Passage provided -

Contract notification due date for non-residential customer classes. By May 21, 2001, a REP must submit verification of executed supply contracts with ESIs and associated zip code to the utility. Any ESI that has not been validated by a REP by this date will relinquish its reserved allotment on the aggregation participant list. The relinquished allotment will then be available for aggregation in that customer class on a first come, first served basis.

(G)

Notification of executed contract for non-residential customer classes. The REP shall document the existence of an executed contract for service by electronically submitting a list of ESIs representing executed contracts to the utility. The utility may rely on receipt of this list as proof of the existence of an executed contract. The REP shall file a signed affidavit with the commission attesting to the accuracy of the ESIs on the list.

(H)

Electronic submissions by aggregators. All submittals required by this section by aggregators to a utility shall be made in electronic format using a Microsoft Excel spreadsheet using a spreadsheet template posted on the utility's pilot project Internet website. A utility will post its templates by January 31, 2001.

(I)

New ESIs. For an ESI that was not included in the calculation in paragraph (3)(A) of this subsection, hereinafter called a new ESI, the customer's ESI load shall be determined as follows:

(i)

For the non-residential non-demand metered classes, a new ESI shall count as one ESI against the total number of ESIs.

(ii)

For the demand-metered classes, the demand allocated to a new ESI shall be 95% of the utility-estimated demand for the new ESI.

(iii)

For the other class as defined in subsection (d)(2)(E) of this section, the energy allocated to a new ESI shall be 95% of the utility- estimated annual kilowatt-hours for the new ESI.

(h)

Transmission and distribution rates and tariffs.

(1)

Utilities within ERCOT. In connection with a utility's pilot project, the utility shall provide transmission service and distribution service in accordance with the rates for non-bypassable delivery charges approved by the commission, on an interim basis for application during the utility's pilot project, in the utility's unbundled cost of service case filed pursuant to PURA §39.201. Notwithstanding the provisions of §22.125 of this title (relating to Interim Relief), such interim rates shall not be subject to surcharge or refund if the rates ultimately established differ from the interim rates.

Data extract -

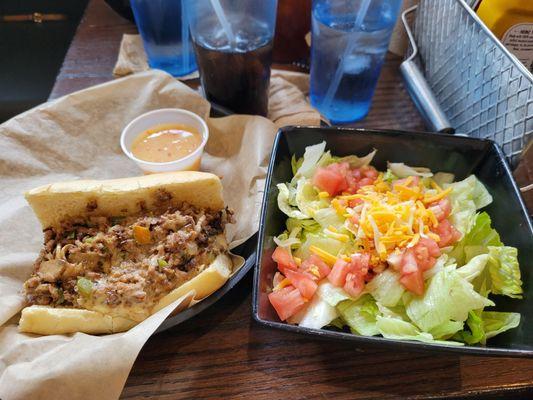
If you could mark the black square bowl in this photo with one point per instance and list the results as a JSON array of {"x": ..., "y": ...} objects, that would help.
[{"x": 461, "y": 156}]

Given task A - In the pilot project rules, by what date must a utility post its spreadsheet templates?
Given task B - Reproduce the text of the pilot project rules between "Contract notification due" and "on the list.", inclusive.
Given task C - Extend the pilot project rules past their final sentence.

Answer A - By January 31, 2001.

Answer B -
Contract notification due date for non-residential customer classes. By May 21, 2001, a REP must submit verification of executed supply contracts with ESIs and associated zip code to the utility. Any ESI that has not been validated by a REP by this date will relinquish its reserved allotment on the aggregation participant list. The relinquished allotment will then be available for aggregation in that customer class on a first come, first served basis.

(G)

Notification of executed contract for non-residential customer classes. The REP shall document the existence of an executed contract for service by electronically submitting a list of ESIs representing executed contracts to the utility. The utility may rely on receipt of this list as proof of the existence of an executed contract. The REP shall file a signed affidavit with the commission attesting to the accuracy of the ESIs on the list.

Answer C -
(2)

Utilities outside of ERCOT.

(A)

Jurisdiction of other regulatory bodies. Processes utilized by non-ERCOT participants shall support the settlement of traditional wholesale markets and shall conform to all Federal Energy Regulatory Commission (FERC) rules and regulations.

(B)

Transmission service. In connection with a utility's pilot project, the utility shall provide transmission service in accordance with the rates and delivery charges approved by the FERC. A utility in transition to an independent transmission company (ITC) model shall maintain on file with the commission a copy of its current FERC-approved open access transmission tariff (OATT), as well as any proposed amendments to the OATT submitted to FERC.

(C)

Distribution service. In connection with a utility's pilot project, the utility shall provide distribution service in accordance with the rates for non- bypassable delivery charges approved by the commission, on an interim basis for application during the utility's pilot project, in the utility's unbundled cost of service case filed pursuant to PURA §39.201. Notwithstanding the provisions of §22.125 of this title, such interim rates shall not be subject to surcharge or refund if the rates ultimately established differ from the interim rates.

(3)

Approval of tariffs. Tariffs implementing pilot project rates must be filed within ten days following the commission's determination of those rates. The commission shall approve such tariffs by May 31, 2001, and may do so administratively.

(i)

Billing requirements.

(1)

A utility shall bill a customer's REP for non-bypassable delivery charges in accordance with the tariffs established pursuant to subsection (h) of this section. The REP must pay these charges.

(2)

A REP shall be responsible for ensuring that its retail customers are billed for electric service provided. A utility may bill retail customers at the request of a REP, provided that any such billing service shall be offered by the utility on comparable terms and conditions for any requesting REP.

(j)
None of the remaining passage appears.